**Excerpted text:**
Re: Indexing multiple instances of the same field for each document

Posted by Erik Hatcher <er...@ehatchersolutions.com>.

On Feb 27, 2004, at 4:10 PM, Roy Klein wrote:
> Hi Erik,
>
> While you might be right in this example (using Field.Keyword), I can
> see how this would still be a problem in other cases. For instance, if 
> I
> were adding more than one word at a time in the example I attached.

I concur that it appears to be a bug.  It is unlikely folks use Lucene 
like this too much though - there probably are not too many scenarios 
where combining things into a single String or Reader is a burden.

I'm interested to know where in the code this oddity occurs so I can 
understand it more.  I did a brief bit of troubleshooting but haven't 
figured it out yet.  Something in DocumentWriter I presume.

	Erik



>
>     Roy
>
>
> -----Original Message-----
> From: Erik Hatcher [mailto:erik@ehatchersolutions.com]
> Sent: Friday, February 27, 2004 2:12 PM
> To: Lucene Users List
> Subject: Re: Indexing multiple instances of the same field for each
> document
>
>
> Roy,
>
> On Feb 27, 2004, at 12:12 PM, Roy Klein wrote:
>>         Document doc = new Document();
>>         doc.add(Field.Text("contents", "the"));
>
> Changing these to Field.Keyword gets it to work.  I'm delving a little
> bit to understand why, but it seems if you are adding words
> individually anyway you'd want them to be untokenized, right?

**Given problem 1:**
In the Lucene thread, where in the code does Erik presume the oddity occurs?
**Given problem 2:**
Pick out every line of the listing below that contains the string "onion".

Position identification listing
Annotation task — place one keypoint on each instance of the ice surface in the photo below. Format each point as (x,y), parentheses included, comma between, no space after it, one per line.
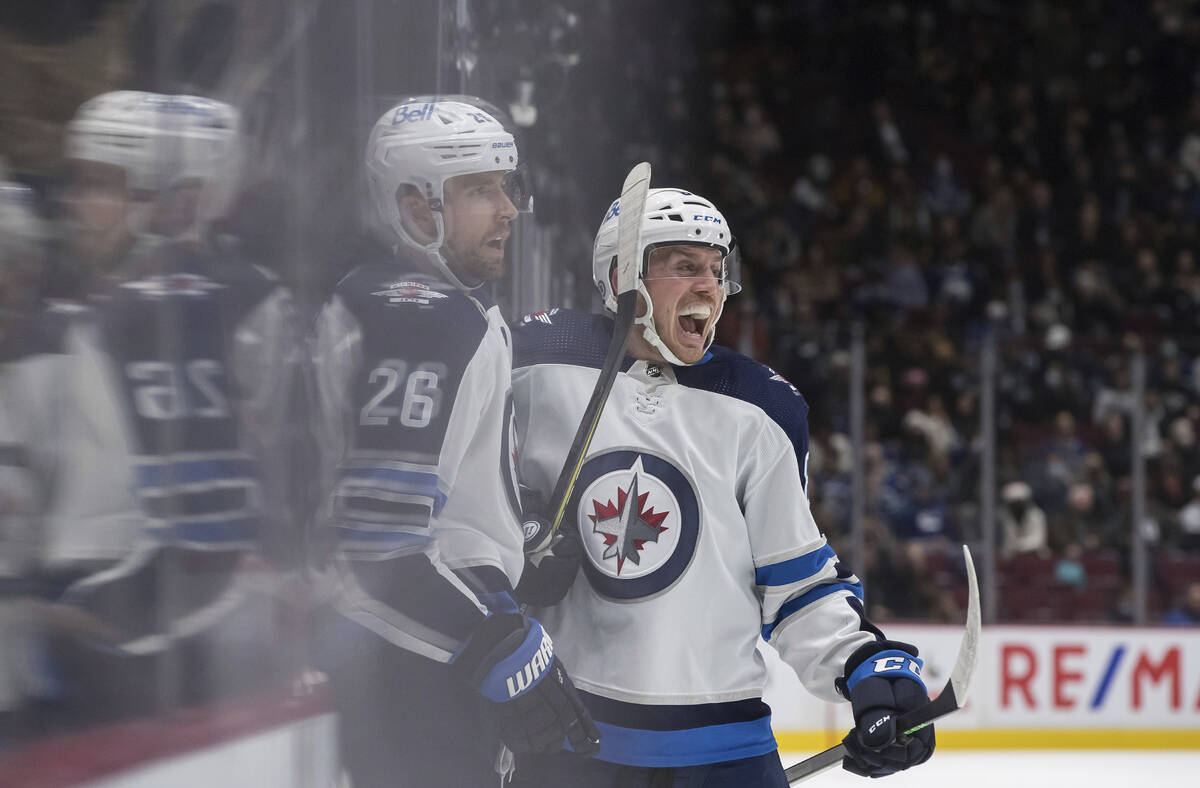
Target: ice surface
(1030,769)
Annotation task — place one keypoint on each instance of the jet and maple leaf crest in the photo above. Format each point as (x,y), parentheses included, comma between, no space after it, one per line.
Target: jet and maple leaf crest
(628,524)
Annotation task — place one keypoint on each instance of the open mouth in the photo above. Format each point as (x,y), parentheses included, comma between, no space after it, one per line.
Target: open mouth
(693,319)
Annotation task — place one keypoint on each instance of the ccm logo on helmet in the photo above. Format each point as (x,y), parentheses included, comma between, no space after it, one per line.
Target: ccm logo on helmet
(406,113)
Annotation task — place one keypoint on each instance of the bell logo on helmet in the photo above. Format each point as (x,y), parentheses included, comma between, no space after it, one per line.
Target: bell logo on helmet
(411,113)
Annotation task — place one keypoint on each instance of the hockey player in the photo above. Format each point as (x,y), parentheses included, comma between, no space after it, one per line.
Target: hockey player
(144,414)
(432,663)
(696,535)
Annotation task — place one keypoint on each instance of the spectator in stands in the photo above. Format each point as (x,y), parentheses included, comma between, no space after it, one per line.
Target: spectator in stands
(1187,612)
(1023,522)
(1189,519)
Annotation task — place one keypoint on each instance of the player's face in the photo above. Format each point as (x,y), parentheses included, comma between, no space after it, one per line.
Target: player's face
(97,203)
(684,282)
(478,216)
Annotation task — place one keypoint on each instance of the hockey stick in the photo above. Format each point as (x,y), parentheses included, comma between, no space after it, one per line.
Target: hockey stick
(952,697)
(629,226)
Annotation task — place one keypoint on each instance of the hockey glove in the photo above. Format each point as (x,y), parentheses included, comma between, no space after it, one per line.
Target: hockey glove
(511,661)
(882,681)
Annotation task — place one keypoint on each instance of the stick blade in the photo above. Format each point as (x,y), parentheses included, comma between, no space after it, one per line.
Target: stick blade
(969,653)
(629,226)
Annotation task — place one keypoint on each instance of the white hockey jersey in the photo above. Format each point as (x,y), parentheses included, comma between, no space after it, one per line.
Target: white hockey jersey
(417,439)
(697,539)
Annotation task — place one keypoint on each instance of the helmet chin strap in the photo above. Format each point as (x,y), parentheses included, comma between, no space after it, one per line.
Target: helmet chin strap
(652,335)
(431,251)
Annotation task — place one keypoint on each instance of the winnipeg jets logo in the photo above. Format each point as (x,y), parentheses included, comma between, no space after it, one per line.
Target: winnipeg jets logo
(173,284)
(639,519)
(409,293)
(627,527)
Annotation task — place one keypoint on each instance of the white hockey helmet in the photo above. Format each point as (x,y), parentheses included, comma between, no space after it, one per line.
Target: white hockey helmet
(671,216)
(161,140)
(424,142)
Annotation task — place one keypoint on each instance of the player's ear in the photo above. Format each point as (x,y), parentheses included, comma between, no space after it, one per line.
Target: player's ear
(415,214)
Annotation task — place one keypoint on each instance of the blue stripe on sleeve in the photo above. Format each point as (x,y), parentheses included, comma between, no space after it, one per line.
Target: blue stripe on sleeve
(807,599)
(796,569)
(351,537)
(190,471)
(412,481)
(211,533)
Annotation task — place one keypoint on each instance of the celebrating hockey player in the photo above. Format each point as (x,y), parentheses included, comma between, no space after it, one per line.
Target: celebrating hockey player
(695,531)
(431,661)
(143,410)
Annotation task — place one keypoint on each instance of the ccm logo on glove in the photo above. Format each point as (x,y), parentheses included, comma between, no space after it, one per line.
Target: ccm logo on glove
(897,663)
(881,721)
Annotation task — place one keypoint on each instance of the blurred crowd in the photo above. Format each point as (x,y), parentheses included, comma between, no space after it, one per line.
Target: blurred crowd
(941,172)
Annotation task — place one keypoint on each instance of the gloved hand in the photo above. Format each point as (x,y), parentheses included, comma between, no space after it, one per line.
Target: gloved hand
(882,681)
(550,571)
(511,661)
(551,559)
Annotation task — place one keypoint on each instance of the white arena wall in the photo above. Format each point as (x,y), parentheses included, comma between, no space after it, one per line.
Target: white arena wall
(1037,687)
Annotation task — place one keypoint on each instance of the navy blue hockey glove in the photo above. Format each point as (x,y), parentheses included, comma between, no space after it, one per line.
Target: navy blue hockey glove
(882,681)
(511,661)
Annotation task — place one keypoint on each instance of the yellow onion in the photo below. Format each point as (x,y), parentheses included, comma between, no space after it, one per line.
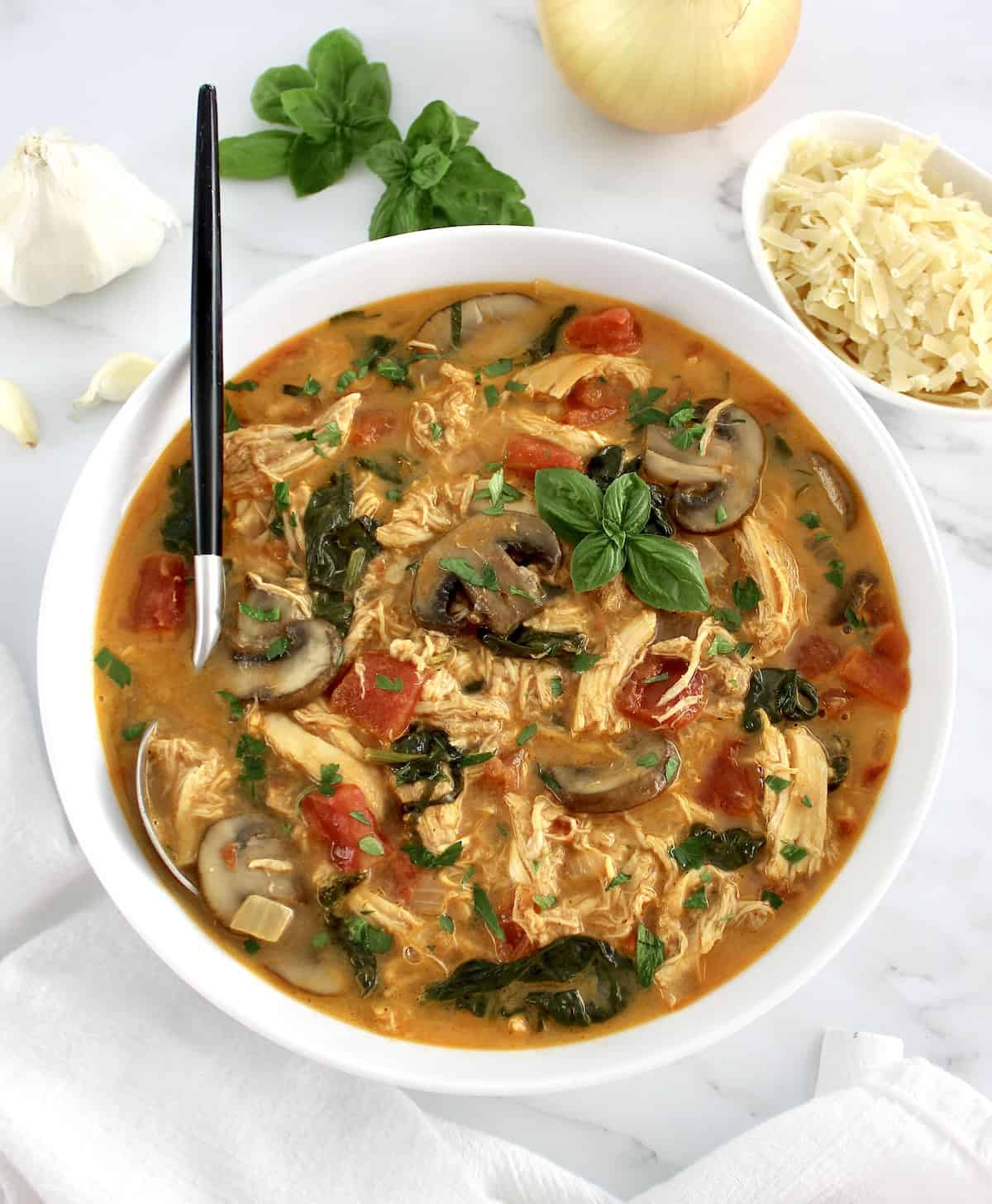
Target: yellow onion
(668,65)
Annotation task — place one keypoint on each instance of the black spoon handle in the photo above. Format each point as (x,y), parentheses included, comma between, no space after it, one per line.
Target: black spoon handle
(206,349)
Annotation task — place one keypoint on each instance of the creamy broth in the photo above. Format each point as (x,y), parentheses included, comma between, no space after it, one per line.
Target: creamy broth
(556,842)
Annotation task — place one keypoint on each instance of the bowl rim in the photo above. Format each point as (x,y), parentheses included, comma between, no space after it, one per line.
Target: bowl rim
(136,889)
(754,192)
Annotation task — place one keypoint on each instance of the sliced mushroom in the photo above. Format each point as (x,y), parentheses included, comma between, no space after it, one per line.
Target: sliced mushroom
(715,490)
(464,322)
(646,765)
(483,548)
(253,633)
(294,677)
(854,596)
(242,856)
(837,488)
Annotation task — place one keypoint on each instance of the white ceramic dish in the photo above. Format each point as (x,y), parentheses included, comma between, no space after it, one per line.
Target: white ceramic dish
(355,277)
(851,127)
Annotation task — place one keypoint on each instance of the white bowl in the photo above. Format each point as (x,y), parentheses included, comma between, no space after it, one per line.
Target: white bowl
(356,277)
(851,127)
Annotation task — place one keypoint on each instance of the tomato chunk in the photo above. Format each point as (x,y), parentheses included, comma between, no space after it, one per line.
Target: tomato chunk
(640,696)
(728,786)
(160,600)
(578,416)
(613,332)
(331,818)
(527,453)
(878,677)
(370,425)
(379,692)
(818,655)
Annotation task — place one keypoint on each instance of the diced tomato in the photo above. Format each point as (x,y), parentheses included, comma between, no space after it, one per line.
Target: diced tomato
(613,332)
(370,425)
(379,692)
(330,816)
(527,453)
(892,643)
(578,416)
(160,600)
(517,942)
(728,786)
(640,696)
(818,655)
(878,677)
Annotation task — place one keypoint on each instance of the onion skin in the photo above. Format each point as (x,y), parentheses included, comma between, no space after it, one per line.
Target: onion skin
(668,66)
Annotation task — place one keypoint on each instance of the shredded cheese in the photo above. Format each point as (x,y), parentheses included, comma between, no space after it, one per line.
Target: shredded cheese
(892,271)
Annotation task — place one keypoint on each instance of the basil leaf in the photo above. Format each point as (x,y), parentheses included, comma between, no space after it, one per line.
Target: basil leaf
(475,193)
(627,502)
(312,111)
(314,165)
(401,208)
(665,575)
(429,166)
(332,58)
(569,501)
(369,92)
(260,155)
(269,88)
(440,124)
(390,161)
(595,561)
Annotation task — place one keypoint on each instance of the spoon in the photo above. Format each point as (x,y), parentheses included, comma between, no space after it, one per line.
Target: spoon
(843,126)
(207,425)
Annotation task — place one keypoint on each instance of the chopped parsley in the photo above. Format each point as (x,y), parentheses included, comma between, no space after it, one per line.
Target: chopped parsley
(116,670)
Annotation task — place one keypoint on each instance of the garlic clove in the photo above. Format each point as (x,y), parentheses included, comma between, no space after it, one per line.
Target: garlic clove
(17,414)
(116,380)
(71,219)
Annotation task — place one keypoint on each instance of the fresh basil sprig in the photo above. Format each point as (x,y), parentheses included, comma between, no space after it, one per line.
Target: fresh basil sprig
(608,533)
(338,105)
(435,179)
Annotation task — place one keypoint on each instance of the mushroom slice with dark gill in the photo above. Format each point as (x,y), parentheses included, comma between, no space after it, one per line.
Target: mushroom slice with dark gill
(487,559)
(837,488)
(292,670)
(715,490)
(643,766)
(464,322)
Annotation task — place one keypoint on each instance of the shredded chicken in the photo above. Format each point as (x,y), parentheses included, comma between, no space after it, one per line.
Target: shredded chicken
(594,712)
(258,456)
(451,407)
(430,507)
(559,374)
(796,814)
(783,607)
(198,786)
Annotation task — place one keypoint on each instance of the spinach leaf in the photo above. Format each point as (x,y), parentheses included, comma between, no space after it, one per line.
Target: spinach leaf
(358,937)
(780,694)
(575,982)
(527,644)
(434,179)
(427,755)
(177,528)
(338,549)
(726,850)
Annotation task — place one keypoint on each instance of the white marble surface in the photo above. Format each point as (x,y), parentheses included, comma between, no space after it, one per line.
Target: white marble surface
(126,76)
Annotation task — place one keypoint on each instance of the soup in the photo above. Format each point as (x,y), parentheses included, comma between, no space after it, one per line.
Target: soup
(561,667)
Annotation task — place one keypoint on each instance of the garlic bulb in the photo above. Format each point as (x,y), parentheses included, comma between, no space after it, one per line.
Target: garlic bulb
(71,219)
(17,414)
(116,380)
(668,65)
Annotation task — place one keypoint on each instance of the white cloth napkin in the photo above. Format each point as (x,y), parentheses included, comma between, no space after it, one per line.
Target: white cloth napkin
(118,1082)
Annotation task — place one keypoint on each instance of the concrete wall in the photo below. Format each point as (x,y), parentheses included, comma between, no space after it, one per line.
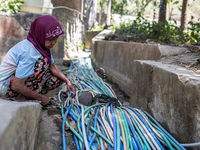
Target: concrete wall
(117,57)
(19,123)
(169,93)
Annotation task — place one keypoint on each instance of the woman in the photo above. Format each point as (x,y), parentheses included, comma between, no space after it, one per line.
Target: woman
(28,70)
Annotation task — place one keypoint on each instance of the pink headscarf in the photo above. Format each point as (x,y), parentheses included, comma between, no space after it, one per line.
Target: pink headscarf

**Exercise result 1:**
In DocumentWriter.

**Exercise result 2:**
Annotation task — place one keypoint on each instance of the yellow onion in the photo below. Format each point as (x,y), parentheses included, comma between, no space after it, one per line.
Target: yellow onion
Annotation task — place one keypoint on each instance of the onion skin in the photo above. Format each point as (x,y), parentheses included, comma between, no space after it, one per line.
Target: onion skin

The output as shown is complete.